TO DO: Return all of the entries exactly as written.

Top of RECORDS PROVIDED

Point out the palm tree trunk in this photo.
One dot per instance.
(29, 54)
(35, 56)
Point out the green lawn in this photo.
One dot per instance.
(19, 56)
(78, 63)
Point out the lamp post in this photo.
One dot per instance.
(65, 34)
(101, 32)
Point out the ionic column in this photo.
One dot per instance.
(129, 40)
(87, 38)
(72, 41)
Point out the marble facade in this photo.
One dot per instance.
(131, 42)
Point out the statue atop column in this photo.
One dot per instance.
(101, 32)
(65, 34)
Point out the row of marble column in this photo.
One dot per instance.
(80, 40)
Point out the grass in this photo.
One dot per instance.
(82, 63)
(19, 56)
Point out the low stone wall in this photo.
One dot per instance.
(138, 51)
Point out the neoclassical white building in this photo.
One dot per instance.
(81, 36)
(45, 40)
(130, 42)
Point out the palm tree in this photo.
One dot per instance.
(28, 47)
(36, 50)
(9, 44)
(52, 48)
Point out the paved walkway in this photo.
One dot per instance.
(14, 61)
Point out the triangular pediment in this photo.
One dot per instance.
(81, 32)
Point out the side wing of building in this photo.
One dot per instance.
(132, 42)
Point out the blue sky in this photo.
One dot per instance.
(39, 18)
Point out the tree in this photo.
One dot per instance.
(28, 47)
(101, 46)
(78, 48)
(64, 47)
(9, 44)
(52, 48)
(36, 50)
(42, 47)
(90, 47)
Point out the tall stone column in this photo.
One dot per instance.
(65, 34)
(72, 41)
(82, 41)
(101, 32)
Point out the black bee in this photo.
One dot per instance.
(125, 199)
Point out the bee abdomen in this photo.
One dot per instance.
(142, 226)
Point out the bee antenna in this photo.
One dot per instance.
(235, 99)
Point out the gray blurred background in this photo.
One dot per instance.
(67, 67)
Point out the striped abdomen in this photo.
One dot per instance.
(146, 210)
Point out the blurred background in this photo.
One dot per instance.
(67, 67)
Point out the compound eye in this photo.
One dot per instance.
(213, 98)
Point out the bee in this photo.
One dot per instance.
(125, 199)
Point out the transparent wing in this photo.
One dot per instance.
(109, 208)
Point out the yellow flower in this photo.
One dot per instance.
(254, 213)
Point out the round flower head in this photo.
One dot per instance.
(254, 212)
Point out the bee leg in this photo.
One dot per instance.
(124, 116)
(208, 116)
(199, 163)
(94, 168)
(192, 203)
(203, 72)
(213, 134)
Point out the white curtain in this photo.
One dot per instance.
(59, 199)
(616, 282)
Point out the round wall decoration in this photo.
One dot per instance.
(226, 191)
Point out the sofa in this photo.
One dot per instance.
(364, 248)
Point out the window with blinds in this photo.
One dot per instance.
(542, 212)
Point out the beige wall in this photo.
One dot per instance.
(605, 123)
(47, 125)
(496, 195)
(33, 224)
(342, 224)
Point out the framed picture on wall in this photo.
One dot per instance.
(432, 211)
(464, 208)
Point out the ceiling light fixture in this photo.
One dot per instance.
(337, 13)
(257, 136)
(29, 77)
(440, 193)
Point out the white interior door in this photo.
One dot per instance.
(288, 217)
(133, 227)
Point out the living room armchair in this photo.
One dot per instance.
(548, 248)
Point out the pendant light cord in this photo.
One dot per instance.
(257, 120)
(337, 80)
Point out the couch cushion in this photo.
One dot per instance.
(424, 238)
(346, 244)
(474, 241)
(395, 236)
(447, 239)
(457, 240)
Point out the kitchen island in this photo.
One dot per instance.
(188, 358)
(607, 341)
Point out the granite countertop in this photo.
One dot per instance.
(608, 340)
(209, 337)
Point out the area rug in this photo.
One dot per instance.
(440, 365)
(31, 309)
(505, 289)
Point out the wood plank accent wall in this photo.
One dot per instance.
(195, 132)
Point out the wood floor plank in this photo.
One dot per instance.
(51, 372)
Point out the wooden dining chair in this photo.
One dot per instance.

Bottom of RECORDS PROVIDED

EXERCISE SOLUTION:
Point out the palm tree trunk in this photo.
One dot per instance.
(29, 54)
(35, 56)
Point out the green lawn in this photo.
One dot per instance.
(19, 56)
(78, 63)
Point out the lamp post in this photo.
One dot per instance.
(65, 34)
(101, 32)
Point out the ionic column in this photo.
One dot per instance.
(129, 40)
(87, 38)
(72, 41)
Point out the marble facade in this photo.
One dot per instance.
(131, 42)
Point out the statue atop column in this photo.
One dot per instance.
(101, 32)
(65, 34)
Point out the row of marble column in this photo.
One dot per instance.
(80, 40)
Point out the grass in this photo.
One dot per instance.
(82, 63)
(19, 56)
Point out the low stone wall in this photo.
One dot per instance.
(138, 51)
Point out the neoclassical white building in this photo.
One dot per instance.
(81, 36)
(45, 40)
(130, 42)
Point out the palm tree in this photo.
One dot per instance.
(28, 47)
(36, 50)
(9, 44)
(52, 48)
Point out the paved walkway in this photo.
One dot per instance.
(14, 61)
Point out the triangular pediment in this photo.
One dot per instance.
(81, 32)
Point out the side wing of building in this photo.
One dot per instance.
(132, 42)
Point out the blue sky in this photo.
One dot per instance.
(39, 18)
Point out the tree in this photo.
One dot per instance.
(28, 47)
(101, 46)
(78, 48)
(64, 47)
(9, 44)
(52, 48)
(36, 50)
(42, 47)
(90, 47)
Point out the tall stone column in this photo.
One dot per instance.
(65, 34)
(72, 41)
(82, 41)
(101, 32)
Point out the black bee in this photo.
One dot per instance.
(125, 199)
Point out the bee abdomen in this photo.
One dot per instance.
(142, 226)
Point out the bee antenna in this photo.
One dot per instance.
(235, 99)
Point out the gray blurred background in this photo.
One dot per instance.
(67, 67)
Point out the striped abdomen in this photo.
One dot per instance.
(146, 210)
Point out the blurred background in this photo.
One dot per instance.
(67, 67)
Point out the compound eye in this photo.
One dot per instance.
(213, 98)
Point out the bee in this photo.
One dot per instance.
(125, 199)
Point out the transparent wing in this photo.
One dot per instance.
(109, 208)
Point out the yellow flower in this photo.
One dot per instance.
(254, 213)
Point out the round flower head in this photo.
One dot per instance.
(254, 212)
Point out the bee leg in this photo.
One dot per instance.
(124, 116)
(208, 116)
(199, 163)
(94, 168)
(192, 203)
(203, 72)
(213, 134)
Point out the white curtain in this photo.
One dot per instance.
(59, 199)
(616, 282)
Point out the round wall decoration in this photo.
One dot per instance.
(226, 191)
Point out the sofa in this photo.
One dot per instance.
(364, 248)
Point out the window with blinds in this photo.
One dot per instance.
(542, 212)
Point out the beige wall in this photo.
One dot per instance.
(605, 123)
(47, 125)
(496, 195)
(33, 224)
(342, 224)
Point out the framed picture on wall in this photo.
One dot per instance.
(432, 211)
(464, 208)
Point out the ceiling light fixture in this photo.
One dot per instance.
(337, 13)
(257, 136)
(29, 77)
(440, 193)
Point out the white interior door in this photo.
One dot per instance.
(288, 217)
(133, 227)
Point out the living room armchair in this photo.
One dot per instance.
(548, 248)
Point out the pendant light cord in this photo.
One dot per instance.
(257, 120)
(337, 80)
Point out the couch cushion in this photo.
One dot per instance.
(424, 238)
(346, 244)
(474, 241)
(395, 236)
(447, 239)
(457, 240)
Point out the kitchen island in this photo.
One dot per instance.
(188, 358)
(607, 341)
Point out the granite countertop in this photo.
One dot per instance.
(608, 340)
(209, 337)
Point out the area rug in this photo.
One dot per instance.
(440, 365)
(31, 309)
(505, 289)
Point out the wood plank accent wall in this photo.
One dot per instance.
(195, 132)
Point out the wood floor plank in this photo.
One dot per instance.
(51, 372)
Point out the wooden dining chair in this photo.
One dot per instance.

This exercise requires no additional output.